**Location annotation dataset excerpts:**
= = =
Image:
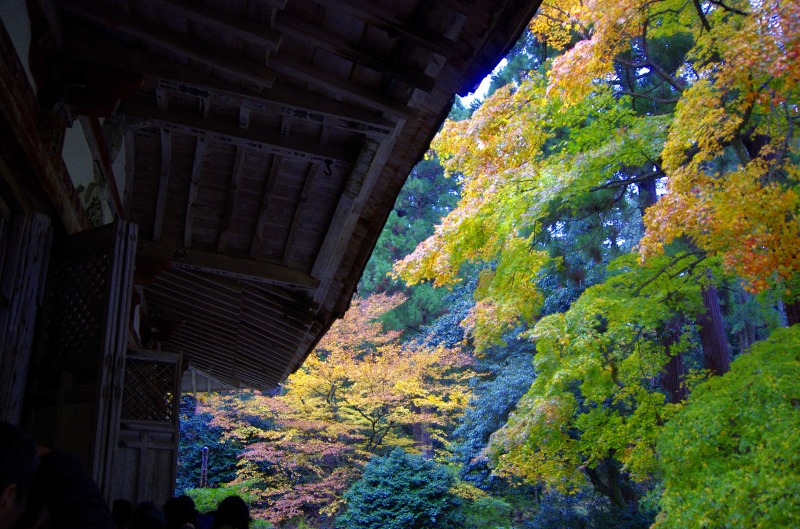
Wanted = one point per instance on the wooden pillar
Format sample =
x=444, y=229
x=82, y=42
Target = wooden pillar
x=25, y=244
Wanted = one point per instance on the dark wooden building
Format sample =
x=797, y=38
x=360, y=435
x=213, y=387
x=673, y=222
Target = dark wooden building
x=189, y=192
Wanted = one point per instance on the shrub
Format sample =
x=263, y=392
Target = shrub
x=399, y=491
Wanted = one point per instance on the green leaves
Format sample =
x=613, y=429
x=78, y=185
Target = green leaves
x=399, y=491
x=731, y=457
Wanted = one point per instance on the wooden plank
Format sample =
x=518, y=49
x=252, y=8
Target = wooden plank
x=311, y=74
x=130, y=169
x=96, y=142
x=233, y=195
x=194, y=186
x=258, y=140
x=137, y=27
x=20, y=109
x=258, y=236
x=301, y=211
x=366, y=172
x=339, y=46
x=94, y=48
x=378, y=16
x=226, y=266
x=163, y=183
x=224, y=21
x=280, y=99
x=24, y=256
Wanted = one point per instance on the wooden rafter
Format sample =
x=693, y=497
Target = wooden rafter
x=365, y=173
x=311, y=74
x=259, y=140
x=226, y=266
x=194, y=186
x=378, y=17
x=130, y=170
x=148, y=31
x=233, y=195
x=224, y=21
x=163, y=183
x=101, y=50
x=339, y=46
x=261, y=223
x=301, y=211
x=279, y=99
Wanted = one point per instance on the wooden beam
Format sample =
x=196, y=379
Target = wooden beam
x=233, y=195
x=96, y=142
x=310, y=73
x=339, y=46
x=132, y=26
x=280, y=99
x=261, y=223
x=163, y=183
x=20, y=110
x=191, y=204
x=94, y=48
x=258, y=140
x=377, y=16
x=226, y=266
x=366, y=172
x=302, y=207
x=130, y=169
x=224, y=21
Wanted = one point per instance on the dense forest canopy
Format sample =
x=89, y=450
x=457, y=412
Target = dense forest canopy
x=585, y=323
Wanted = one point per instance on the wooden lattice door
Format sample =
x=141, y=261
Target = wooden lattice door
x=146, y=457
x=77, y=372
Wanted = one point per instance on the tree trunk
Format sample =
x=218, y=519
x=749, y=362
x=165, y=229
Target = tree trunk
x=647, y=194
x=716, y=351
x=748, y=332
x=792, y=312
x=673, y=380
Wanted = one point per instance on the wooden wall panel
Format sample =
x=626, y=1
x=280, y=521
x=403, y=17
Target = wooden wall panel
x=24, y=253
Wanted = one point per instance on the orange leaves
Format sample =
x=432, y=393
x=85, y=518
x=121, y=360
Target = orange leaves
x=612, y=26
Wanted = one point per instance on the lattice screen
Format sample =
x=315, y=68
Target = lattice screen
x=77, y=312
x=149, y=393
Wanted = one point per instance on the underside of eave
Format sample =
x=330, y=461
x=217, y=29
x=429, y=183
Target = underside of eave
x=265, y=148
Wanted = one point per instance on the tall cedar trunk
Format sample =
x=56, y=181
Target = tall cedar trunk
x=422, y=436
x=716, y=352
x=748, y=332
x=647, y=194
x=673, y=380
x=792, y=313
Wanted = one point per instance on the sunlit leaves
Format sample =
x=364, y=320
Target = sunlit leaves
x=595, y=397
x=731, y=458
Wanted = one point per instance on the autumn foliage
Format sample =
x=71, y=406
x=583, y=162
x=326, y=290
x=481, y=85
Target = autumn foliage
x=360, y=393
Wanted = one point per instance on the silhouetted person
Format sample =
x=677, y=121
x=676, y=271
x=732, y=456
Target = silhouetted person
x=180, y=513
x=147, y=515
x=18, y=464
x=232, y=513
x=122, y=513
x=57, y=492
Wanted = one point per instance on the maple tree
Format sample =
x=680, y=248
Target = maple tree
x=358, y=394
x=701, y=96
x=730, y=457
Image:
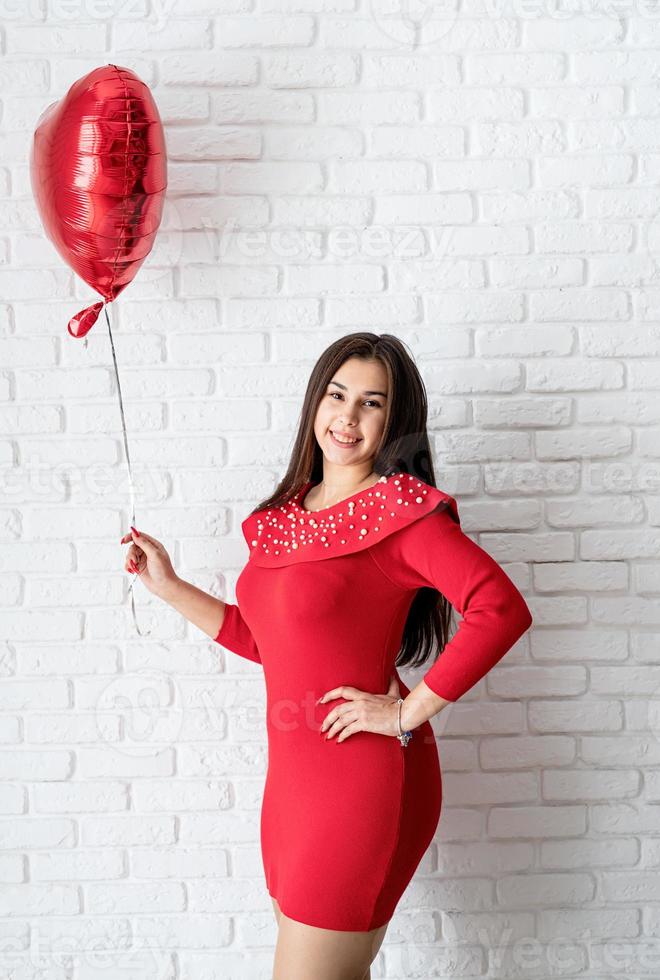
= = =
**Task brief:** Reproduce the entries starting at the line containing "Wanted = one point per instance on the sunlit" and ending at the line containing "x=57, y=492", requests included. Add 50 to every x and y value in the answer coordinates, leaving the requests and their format samples unchanged.

**The answer:**
Wanted = one point per instance on the sunlit leaves
Format sample =
x=364, y=320
Target = sunlit leaves
x=645, y=447
x=781, y=508
Wanted = one point per instance on the autumn foliage
Format sample =
x=71, y=406
x=583, y=162
x=326, y=290
x=481, y=85
Target = autumn foliage
x=410, y=443
Wanted = one point per instance on the silhouetted person
Format sample =
x=677, y=121
x=676, y=271
x=732, y=456
Target = silhouetted person
x=230, y=563
x=197, y=565
x=68, y=514
x=282, y=563
x=172, y=563
x=107, y=542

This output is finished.